PÁGINA -
Ainda que, em consciência, não nos julguemos já obrigados a dar explicações do nosso procedimento, nem a revelar as nossas determinações aos adversários da extinção do elemento servil, queremos levar a extremo a nossa longanimidade e mais uma vez proceder com a lealdade, que foi e é a nossa maior força na propaganda sacrossanta da igualdade humana, civil e economicamente.

A nossa obra está à vista de todos, só os cegos não a querem ver.

O sr. senador Afonso Celso a descreveu assim, na sessão do Senado, ontem:

-«O status quo não pode manter-se; ninguém se iluda. Quaisquer que fossem as causas determinantes desse fato, a propaganda libertadora desenvolveu-se, ganhou terreno, e hoje impõe-se a todos os espíritos. Agora só resta encaminhá-la, dirigi-la de modo a atenuar os sacrifícios dos interesses, que ela combate, e impedir que se desvaire.

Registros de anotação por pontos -

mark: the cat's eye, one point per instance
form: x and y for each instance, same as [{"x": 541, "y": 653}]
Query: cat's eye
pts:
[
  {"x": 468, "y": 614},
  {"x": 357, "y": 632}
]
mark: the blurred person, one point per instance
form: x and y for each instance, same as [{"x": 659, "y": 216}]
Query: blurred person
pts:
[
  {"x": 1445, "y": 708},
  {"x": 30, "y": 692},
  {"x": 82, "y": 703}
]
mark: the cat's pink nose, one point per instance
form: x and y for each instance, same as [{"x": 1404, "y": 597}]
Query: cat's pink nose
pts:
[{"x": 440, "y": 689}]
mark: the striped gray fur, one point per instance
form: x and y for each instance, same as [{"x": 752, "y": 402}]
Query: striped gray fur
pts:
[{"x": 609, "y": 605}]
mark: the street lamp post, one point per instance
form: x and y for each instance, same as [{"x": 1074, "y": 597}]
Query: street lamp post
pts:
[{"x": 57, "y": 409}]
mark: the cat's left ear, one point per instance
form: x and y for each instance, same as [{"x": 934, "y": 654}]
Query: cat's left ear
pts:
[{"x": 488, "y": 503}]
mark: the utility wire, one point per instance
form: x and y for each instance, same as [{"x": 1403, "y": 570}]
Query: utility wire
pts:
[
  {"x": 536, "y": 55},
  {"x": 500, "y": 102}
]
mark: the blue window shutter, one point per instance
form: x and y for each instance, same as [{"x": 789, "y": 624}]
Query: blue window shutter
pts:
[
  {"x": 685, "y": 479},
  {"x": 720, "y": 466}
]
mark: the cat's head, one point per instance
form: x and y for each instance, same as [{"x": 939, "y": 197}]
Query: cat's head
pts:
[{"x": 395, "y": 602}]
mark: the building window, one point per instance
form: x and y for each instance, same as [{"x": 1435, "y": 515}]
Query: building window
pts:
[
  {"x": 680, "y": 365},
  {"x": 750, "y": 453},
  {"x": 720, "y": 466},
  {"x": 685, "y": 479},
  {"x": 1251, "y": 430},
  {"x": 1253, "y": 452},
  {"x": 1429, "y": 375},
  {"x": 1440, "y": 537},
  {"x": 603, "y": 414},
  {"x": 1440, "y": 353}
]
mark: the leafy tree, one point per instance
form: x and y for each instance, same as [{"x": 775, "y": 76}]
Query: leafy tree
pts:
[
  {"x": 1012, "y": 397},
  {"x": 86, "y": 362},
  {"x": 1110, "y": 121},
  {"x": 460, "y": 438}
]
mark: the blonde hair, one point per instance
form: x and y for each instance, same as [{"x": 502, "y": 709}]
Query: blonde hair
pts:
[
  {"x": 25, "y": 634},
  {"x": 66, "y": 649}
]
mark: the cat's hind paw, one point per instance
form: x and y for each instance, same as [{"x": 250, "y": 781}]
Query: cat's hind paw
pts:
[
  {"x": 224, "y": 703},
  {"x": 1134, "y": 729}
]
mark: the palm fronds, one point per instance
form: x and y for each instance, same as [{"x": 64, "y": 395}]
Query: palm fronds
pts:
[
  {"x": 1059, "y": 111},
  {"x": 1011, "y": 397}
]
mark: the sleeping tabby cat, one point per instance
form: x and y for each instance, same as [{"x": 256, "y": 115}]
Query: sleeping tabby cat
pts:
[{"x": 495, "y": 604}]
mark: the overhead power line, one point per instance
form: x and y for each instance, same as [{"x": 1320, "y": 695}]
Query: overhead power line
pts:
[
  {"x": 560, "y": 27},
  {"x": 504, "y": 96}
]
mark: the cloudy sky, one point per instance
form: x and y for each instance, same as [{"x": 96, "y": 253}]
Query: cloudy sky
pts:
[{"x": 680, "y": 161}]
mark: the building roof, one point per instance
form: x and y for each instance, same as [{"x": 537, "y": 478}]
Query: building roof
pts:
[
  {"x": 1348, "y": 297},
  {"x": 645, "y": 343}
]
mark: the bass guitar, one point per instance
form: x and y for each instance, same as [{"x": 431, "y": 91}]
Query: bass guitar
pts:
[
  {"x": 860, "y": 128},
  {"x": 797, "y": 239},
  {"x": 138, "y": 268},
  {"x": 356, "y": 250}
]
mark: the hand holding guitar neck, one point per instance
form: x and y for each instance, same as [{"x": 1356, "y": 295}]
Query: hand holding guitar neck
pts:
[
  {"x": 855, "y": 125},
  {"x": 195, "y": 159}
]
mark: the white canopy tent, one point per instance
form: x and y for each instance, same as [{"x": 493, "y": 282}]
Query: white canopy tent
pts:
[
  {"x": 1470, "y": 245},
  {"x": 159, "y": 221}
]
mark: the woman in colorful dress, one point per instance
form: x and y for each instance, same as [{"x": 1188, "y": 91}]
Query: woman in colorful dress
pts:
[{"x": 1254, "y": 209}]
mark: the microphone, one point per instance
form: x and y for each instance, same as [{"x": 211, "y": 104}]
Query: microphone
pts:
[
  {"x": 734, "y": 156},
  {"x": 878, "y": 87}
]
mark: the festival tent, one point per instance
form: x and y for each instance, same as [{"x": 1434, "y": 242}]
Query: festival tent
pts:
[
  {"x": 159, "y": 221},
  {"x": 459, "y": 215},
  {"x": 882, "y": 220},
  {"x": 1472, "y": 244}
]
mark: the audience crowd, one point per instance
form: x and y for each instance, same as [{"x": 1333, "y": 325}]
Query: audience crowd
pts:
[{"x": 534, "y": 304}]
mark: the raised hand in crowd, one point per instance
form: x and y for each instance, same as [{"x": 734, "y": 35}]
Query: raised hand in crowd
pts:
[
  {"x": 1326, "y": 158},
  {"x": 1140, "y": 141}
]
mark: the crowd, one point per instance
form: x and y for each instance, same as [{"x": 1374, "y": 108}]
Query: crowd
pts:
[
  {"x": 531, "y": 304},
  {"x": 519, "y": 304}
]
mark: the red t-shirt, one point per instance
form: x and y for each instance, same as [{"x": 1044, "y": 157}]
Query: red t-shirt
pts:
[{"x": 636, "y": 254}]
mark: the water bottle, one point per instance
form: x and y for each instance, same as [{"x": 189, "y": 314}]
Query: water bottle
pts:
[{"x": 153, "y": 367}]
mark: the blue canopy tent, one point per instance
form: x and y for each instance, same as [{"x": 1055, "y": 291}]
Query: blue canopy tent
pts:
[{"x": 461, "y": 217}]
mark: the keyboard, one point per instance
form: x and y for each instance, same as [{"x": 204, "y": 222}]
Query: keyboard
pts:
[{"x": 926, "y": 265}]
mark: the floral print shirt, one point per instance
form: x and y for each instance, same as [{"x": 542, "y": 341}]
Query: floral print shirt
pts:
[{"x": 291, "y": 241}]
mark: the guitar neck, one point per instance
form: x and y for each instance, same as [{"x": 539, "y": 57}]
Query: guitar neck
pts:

TAREFA BREVE -
Prossiga o texto sobre a extinção do elemento servil a partir da última frase apresentada. Os registros são um material à parte, separado da página.

RESPOSTA À TAREFA -
Ela chegou a todos os recantos do país; ecoa por toda a parte, e convém não esquecer que ainda nos estabelecimentos onde a disciplina mais severa segrega a escravatura de qualquer contato estranho, -a esperança da liberdade anima, conforta e contém os que estão cativos.

Como isso aconteceu, como foi levada e repercutiu em todos os centros a idéia de emancipação, quem saberá dizê-lo? Também, às vezes, a ventania transporta para o fundo do deserto a semente fecunda de outras regiões que aí brota e floresce!

O fato inegável é esse: hoje não há ponto nenhum do Império onde não se pense e não se discuta a questão da emancipação; onde essa idéia não fomente alegrias, ou desperte receios.»

A primeira vitória está, portanto, ganha; a segunda ninguém no-la pode disputar.

A mesma resistência ao Direito, a mesma obstinação em desconhecer a Justiça, os dous melhores instrumentos da propaganda abolicionista, nos hão de dar o triunfo completo.

Contra a vontade dos Governos e do parlamento, da magistratura e da polícia, realizamos a grande odisséia da consciência nacional; contra eles e apesar deles havemos de chegar ao termo das nossas aspirações, o mais tardar no prazo fatal que marcamos: 1889.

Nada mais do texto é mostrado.